Brief: Retype every record exactly as it appears.

*** Opening Extracted material ***

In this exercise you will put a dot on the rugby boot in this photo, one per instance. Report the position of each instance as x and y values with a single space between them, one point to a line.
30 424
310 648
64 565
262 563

*** Closing Extracted material ***

Exercise solution:
In this exercise you will put a dot on the rugby boot in this photo, one per instance. Report the position of each instance as x and y values with a single space between them, one point to a line.
30 424
310 648
64 565
262 563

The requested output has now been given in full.